Given request: Start at the line containing "board and batten" and stop after the line containing "[[[65,106],[64,107],[62,108],[62,125],[66,127],[66,107]]]". Give those lines of the records again, with the request lines included, and multiply every coordinate in the outlines by 2.2, rounding to whole numbers with halves rounded up.

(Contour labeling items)

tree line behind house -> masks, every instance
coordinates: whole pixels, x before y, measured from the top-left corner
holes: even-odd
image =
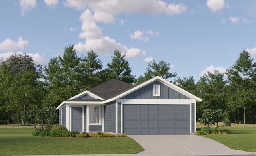
[[[26,55],[1,61],[0,124],[34,124],[35,108],[56,108],[62,101],[112,78],[136,84],[156,76],[174,79],[172,83],[202,99],[196,106],[198,119],[204,109],[220,109],[232,123],[256,124],[256,63],[248,51],[240,53],[225,73],[208,72],[197,82],[192,76],[181,78],[170,73],[170,64],[162,60],[148,63],[144,75],[136,78],[131,75],[125,55],[118,50],[114,52],[105,69],[98,57],[93,50],[78,57],[74,46],[70,45],[62,57],[52,58],[47,67],[35,64]]]

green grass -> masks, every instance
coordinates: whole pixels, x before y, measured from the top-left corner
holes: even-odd
[[[231,149],[256,152],[256,127],[236,126],[230,128],[231,134],[226,135],[204,135],[203,136],[217,141]]]
[[[32,127],[0,126],[0,155],[134,154],[144,149],[128,138],[34,136]]]

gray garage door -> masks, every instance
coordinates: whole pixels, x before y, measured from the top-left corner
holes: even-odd
[[[126,134],[189,134],[188,105],[124,105]]]

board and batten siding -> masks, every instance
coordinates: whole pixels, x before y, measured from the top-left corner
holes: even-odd
[[[117,132],[121,133],[121,103],[117,103]]]
[[[59,109],[59,124],[61,124],[61,109]]]
[[[116,132],[116,101],[104,106],[104,125],[105,132]]]
[[[153,85],[160,85],[160,96],[153,96]],[[122,97],[122,99],[190,99],[157,81]]]
[[[195,132],[195,103],[191,104],[191,133]]]
[[[86,106],[84,106],[84,131],[86,132]]]
[[[77,98],[76,99],[94,99],[94,98],[91,97],[88,94],[86,94]]]
[[[65,106],[64,107],[62,108],[62,125],[66,127],[66,107]]]

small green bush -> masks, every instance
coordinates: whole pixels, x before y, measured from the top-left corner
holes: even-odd
[[[54,124],[52,125],[51,131],[68,131],[68,129],[67,129],[66,127],[64,126],[61,124]]]
[[[87,138],[89,136],[89,134],[86,132],[83,132],[82,134],[76,134],[76,137],[77,138]]]
[[[229,129],[216,129],[214,130],[211,134],[230,134],[230,130]]]
[[[108,133],[107,132],[102,132],[102,137],[113,137],[115,136],[115,134],[113,134]]]
[[[126,137],[126,134],[125,133],[117,134],[116,134],[116,137]]]

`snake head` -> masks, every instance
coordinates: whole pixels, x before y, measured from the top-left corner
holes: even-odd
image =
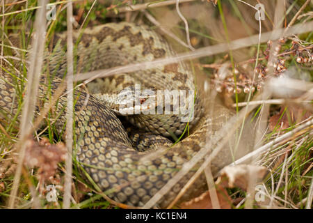
[[[156,107],[155,89],[141,89],[140,84],[127,86],[118,94],[118,108],[115,112],[122,116],[149,114]]]

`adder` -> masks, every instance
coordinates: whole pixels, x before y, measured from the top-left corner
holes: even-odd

Answer for this exercise:
board and batten siding -> masks, every instance
coordinates: whole pixels, x before y, measured from the top-left corner
holes: even-odd
[[[257,290],[266,293],[266,227],[257,227]]]
[[[130,240],[130,273],[134,273],[134,240]]]
[[[255,290],[255,222],[229,233],[229,275],[231,290]]]
[[[337,187],[352,187],[352,211],[337,211]],[[268,213],[268,218],[418,218],[345,178]]]
[[[429,290],[429,227],[420,229],[420,293]]]
[[[189,233],[185,233],[185,288],[189,290]]]
[[[169,216],[167,218],[207,218],[207,216],[200,213],[194,207],[189,207]]]
[[[143,233],[141,235],[136,238],[136,275],[145,279],[145,235]]]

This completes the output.